→ **Document excerpt**
++++++

That linking between God’s relationship to us and our relationships with each other is not, however, restricted to marriage. It means, I believe, that all our relationships are called to be relationships of love - “Dear friends, since God so loved us, we also ought to love one another” (1 Jn 4.11) - even relationships with our enemies! In practice of course none of our relationships – not even our best marriages or best relationships with fellow Christians - are pure love. They are instead a mix of self-giving love for the good of others and sinful attitudes and behaviour driven by self-interest, self-preservation, self-aggrandisement, self-delusion etc. The challenge in all our relationships is to cultivate and encourage and bless and honour that which is Christ-like and displaying the fruit of the Spirit and to put to death and resist all the powers that twist and distort relationships away from that pattern. What I think we are learning at present is that there are aspects of same-sex relationships that fall into the former category and to which the church has often been blind but we continue to disagree about how to encourage, bless and honour these in large part because we disagree as to what aspects of such relationships fall into the latter category and how determinative that is in moral evaluation of the relationship.

Alongside these general and universal features which I think should be part of an ethic for any relationship, there is also the fact that the forms and shape that love does and should take will vary depending on the nature of the relationship – I am called to love my students, my employer, my wife, my children, my fellow Christians, my neighbour – but what, in practice, it means for me to fulfil that call varies in each relationship. The obligations of love to each person vary and what is an action of love in one such relationship might be quite the opposite if done in another relationship. Or how we love and express love in one relationship may be destructive of love in another relationship by failing to recognise and respect it and the person in it – hence the problem of various forms of unfaithfulness or controlling/all-consuming relationships that damage other relationships.

Our actions are, of course, always physical because love (and of course all our denials and distortions of love) is expressed in and through our bodies – by our lips in how we speak and kiss, our hands in how we touch, our ears in how we listen, our eyes in how we look etc. And our bodies are, as Christians, not our own – “Do you not know that your bodies are members of Christ himself?... Do you not know that your body is a temple of the Holy Spirit, who is in you, whom you have received from God? You are not your own; you were bought at a price. Therefore honour God with your body” (1 Cor 6.15, 19-20).

++++++

→ **Stored data**
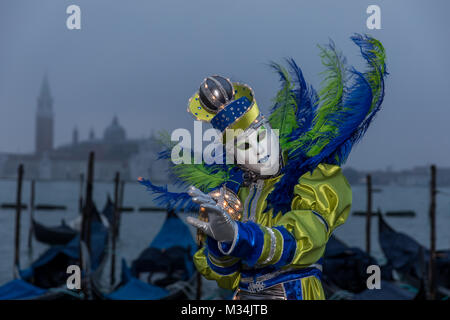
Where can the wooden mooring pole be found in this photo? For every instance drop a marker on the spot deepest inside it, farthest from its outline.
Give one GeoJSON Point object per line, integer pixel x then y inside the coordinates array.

++++++

→ **Problem statement**
Answer these questions about the passage on love in relationships.
1. Which Bible reference is given for the words "we also ought to love one another"?
2. What does the passage name as problems that damage other relationships?
3. Which four body parts does the passage list as ways love is expressed?

→ **The answer**
1. 1 Jn 4.11.
2. Various forms of unfaithfulness and controlling/all-consuming relationships.
3. Lips, hands, ears, and eyes.